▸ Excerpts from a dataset
--- --- ---

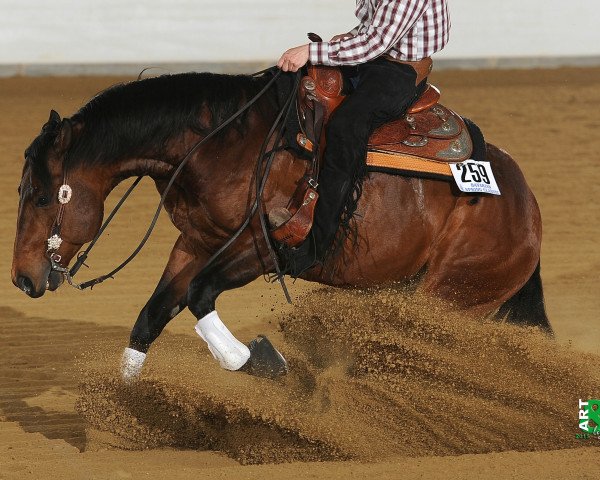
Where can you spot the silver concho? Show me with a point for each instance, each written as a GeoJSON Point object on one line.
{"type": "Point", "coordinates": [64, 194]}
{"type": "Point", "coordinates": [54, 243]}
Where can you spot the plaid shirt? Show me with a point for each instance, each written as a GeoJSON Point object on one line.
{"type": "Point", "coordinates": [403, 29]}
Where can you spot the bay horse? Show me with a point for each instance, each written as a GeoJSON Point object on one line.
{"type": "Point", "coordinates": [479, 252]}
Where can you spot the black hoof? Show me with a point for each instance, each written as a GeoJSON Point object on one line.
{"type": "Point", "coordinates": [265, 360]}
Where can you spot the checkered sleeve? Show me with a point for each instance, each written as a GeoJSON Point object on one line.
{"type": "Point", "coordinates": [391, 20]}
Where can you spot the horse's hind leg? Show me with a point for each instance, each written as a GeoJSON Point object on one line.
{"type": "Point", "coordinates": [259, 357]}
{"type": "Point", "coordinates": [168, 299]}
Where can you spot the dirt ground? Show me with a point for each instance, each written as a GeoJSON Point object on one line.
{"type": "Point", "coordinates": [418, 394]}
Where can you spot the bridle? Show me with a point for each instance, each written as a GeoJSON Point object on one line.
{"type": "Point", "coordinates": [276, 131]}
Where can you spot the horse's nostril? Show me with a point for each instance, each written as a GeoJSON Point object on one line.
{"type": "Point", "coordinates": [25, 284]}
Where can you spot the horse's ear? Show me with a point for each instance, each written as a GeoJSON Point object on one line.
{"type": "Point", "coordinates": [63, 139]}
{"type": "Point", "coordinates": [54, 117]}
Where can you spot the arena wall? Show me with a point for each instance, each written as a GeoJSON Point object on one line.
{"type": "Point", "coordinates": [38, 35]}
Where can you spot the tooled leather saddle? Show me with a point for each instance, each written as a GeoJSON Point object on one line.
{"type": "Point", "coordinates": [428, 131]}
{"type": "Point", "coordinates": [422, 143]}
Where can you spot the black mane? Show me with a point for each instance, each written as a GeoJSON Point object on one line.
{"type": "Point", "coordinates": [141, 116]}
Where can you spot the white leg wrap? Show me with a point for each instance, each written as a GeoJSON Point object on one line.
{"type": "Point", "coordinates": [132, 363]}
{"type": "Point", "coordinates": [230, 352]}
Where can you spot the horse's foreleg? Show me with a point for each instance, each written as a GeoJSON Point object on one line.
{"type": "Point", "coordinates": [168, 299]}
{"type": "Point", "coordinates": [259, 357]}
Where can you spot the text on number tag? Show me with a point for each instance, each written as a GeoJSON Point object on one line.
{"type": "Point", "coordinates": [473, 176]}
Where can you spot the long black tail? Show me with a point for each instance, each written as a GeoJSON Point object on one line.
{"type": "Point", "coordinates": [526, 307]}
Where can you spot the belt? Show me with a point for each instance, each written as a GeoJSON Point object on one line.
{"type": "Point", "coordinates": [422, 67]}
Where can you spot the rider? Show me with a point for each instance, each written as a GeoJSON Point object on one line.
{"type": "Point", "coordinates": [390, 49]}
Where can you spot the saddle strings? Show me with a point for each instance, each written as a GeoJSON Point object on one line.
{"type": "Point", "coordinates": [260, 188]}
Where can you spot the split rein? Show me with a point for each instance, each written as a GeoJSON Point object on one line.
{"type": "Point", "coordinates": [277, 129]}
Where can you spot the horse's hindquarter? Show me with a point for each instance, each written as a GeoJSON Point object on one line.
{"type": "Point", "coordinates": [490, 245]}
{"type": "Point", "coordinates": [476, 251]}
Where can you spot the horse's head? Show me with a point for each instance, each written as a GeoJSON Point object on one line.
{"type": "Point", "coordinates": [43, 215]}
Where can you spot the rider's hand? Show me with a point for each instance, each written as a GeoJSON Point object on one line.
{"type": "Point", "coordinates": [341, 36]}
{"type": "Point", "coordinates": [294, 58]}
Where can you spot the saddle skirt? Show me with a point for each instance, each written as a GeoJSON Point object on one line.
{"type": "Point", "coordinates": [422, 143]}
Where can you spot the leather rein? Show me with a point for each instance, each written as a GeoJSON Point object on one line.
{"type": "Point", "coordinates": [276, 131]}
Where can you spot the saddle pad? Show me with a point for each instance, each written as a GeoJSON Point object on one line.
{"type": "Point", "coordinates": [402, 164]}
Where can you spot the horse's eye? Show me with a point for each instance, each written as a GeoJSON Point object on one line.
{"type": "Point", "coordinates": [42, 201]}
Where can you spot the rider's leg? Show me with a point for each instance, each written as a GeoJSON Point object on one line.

--- --- ---

▸ What is required
The records above must all be output exactly. Omit the images.

▸ Written answer
Where can you spot the silver concho? Show me with a point for each instance, each written as a GeoJSON Point object on one line.
{"type": "Point", "coordinates": [64, 194]}
{"type": "Point", "coordinates": [54, 243]}
Where can you spot the plaid shirt? Show me with a point for each instance, each written as a GeoJSON Point object on one line.
{"type": "Point", "coordinates": [403, 29]}
Where can you spot the bay horse? Show me with a point for each instance, each written as a GeoJSON Point object on one line.
{"type": "Point", "coordinates": [479, 252]}
Where can you spot the black hoof? Show me with a point for each instance, each written as a GeoJSON Point object on one line.
{"type": "Point", "coordinates": [265, 360]}
Where can you spot the checkered sleeve? Show me with a point for each instance, each written as a GeoJSON Point object on one line.
{"type": "Point", "coordinates": [391, 20]}
Where can you spot the horse's hind leg? Show me with a point for each instance, each written as a GeoJSON Point object on one line.
{"type": "Point", "coordinates": [259, 357]}
{"type": "Point", "coordinates": [168, 299]}
Where can you spot the dirt ground? Show me with a point for each instance, each written as a GeoJSON Point object on one line.
{"type": "Point", "coordinates": [418, 394]}
Where can you spot the bridle? Show me with a point for each instance, each written as a GeoJSON Point object on one line.
{"type": "Point", "coordinates": [276, 131]}
Where can you spot the horse's nostril? Show me with a point for each instance, each written as a GeoJSON Point object on one line.
{"type": "Point", "coordinates": [25, 284]}
Where can you spot the horse's ear? Show me with a point for each instance, each written as a GeoJSON Point object on one line.
{"type": "Point", "coordinates": [63, 139]}
{"type": "Point", "coordinates": [54, 117]}
Where can you spot the arena wall? Show me with a point for each instance, each written as a GeoJSON Point object on one line.
{"type": "Point", "coordinates": [38, 35]}
Where can you spot the tooled leather saddle? Show me with a point for each instance, each written as a GeoJSON Point object on one line.
{"type": "Point", "coordinates": [428, 131]}
{"type": "Point", "coordinates": [422, 143]}
Where can you spot the black mane? Show me with a point for each instance, each written as a GeoJSON Point object on one line.
{"type": "Point", "coordinates": [141, 116]}
Where can you spot the white leg wrap? Show me with a point for each instance, each written as a GeoJSON Point object on one line.
{"type": "Point", "coordinates": [132, 363]}
{"type": "Point", "coordinates": [230, 352]}
Where can you spot the horse's foreleg? Show me with a point for each instance, each written as a GeoJSON Point object on one line.
{"type": "Point", "coordinates": [168, 299]}
{"type": "Point", "coordinates": [259, 357]}
Where can you spot the text on number tag? Show me with a point for each instance, each written as a GeoJSON Point object on one line.
{"type": "Point", "coordinates": [473, 176]}
Where can you spot the long black tail? Show me with a point for each instance, each written as a GeoJSON Point object on one line.
{"type": "Point", "coordinates": [526, 307]}
Where can you spot the belt? Show me with a point for each instance, each written as a GeoJSON Point object on one line.
{"type": "Point", "coordinates": [422, 67]}
Where can you spot the rider? Show me with a point for each instance, each written as a GeoJSON Point object on one line.
{"type": "Point", "coordinates": [390, 49]}
Where can you spot the saddle strings? Show me with a point for each instance, each written as a GeoJSON Point object on one line.
{"type": "Point", "coordinates": [260, 188]}
Where can you spot the split rein? Show me with a point for each instance, each written as a GeoJSON Point object on one line.
{"type": "Point", "coordinates": [277, 129]}
Where can you spot the horse's hindquarter? Show me with a point for each instance, each written as a GeoJSON Point object on one line.
{"type": "Point", "coordinates": [490, 245]}
{"type": "Point", "coordinates": [476, 251]}
Where can you spot the horse's head? Show me with a point for each instance, each written as a GeoJSON Point object on one line.
{"type": "Point", "coordinates": [43, 215]}
Where can you spot the rider's hand? Show me with a point for each instance, each written as a GeoJSON Point object on one line.
{"type": "Point", "coordinates": [341, 36]}
{"type": "Point", "coordinates": [294, 58]}
Where can you spot the saddle skirt? Show me with a point for each instance, each written as a GeoJSON Point object on one line.
{"type": "Point", "coordinates": [422, 143]}
Where can you spot the leather rein? Show me with a point for each instance, each written as a GeoJSON Point object on one line.
{"type": "Point", "coordinates": [276, 131]}
Where can you spot the saddle pad? Show me with a point for each instance, each written as a GeoJSON Point object on one line.
{"type": "Point", "coordinates": [402, 164]}
Where can you spot the horse's eye? Show me with a point for each instance, each written as a GeoJSON Point object on one line.
{"type": "Point", "coordinates": [42, 201]}
Where can you spot the rider's leg? Show me with a point for each instance, each written as a GeoJSON Point object on one line.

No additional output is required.